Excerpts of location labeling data

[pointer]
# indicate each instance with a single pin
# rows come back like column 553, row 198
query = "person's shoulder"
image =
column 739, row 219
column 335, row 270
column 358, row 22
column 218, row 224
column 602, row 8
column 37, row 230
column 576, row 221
* * *
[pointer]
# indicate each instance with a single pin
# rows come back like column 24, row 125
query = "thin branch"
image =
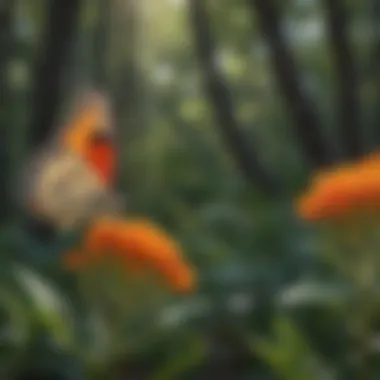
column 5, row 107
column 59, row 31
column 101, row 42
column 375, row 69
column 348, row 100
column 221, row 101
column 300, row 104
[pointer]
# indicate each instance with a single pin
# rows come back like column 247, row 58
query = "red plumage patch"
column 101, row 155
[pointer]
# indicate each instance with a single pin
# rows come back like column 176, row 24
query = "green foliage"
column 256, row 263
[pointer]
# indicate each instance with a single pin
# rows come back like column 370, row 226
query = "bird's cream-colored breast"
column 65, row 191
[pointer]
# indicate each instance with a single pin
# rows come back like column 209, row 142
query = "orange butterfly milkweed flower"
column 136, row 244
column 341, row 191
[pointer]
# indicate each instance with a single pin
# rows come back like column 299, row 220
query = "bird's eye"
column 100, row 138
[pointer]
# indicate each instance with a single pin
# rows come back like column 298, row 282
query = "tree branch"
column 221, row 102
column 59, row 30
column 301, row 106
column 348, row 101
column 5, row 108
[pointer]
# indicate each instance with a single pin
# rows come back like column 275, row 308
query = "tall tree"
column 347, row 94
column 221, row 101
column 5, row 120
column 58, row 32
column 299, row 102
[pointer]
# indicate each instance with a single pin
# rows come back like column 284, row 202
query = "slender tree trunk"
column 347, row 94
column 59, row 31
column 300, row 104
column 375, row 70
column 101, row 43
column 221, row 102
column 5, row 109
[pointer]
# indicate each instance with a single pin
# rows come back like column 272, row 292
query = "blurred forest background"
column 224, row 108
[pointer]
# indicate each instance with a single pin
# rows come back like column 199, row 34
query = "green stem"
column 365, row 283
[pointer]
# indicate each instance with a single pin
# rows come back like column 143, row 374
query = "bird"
* * *
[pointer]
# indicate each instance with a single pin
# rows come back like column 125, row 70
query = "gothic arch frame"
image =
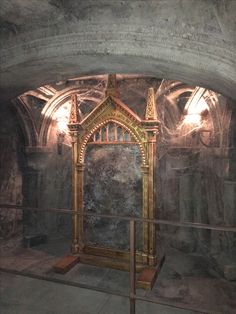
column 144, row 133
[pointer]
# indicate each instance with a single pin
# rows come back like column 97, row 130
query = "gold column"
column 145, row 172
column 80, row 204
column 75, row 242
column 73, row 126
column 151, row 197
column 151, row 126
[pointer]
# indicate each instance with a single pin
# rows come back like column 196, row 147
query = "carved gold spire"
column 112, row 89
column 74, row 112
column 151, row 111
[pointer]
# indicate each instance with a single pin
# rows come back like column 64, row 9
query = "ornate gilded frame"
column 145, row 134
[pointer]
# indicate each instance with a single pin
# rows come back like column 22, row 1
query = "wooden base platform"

:: Problem statement ::
Pick out every line of the data above that contains the word "gold", and copy each one.

:: Solution ::
query = "gold column"
query = "carved gold spire"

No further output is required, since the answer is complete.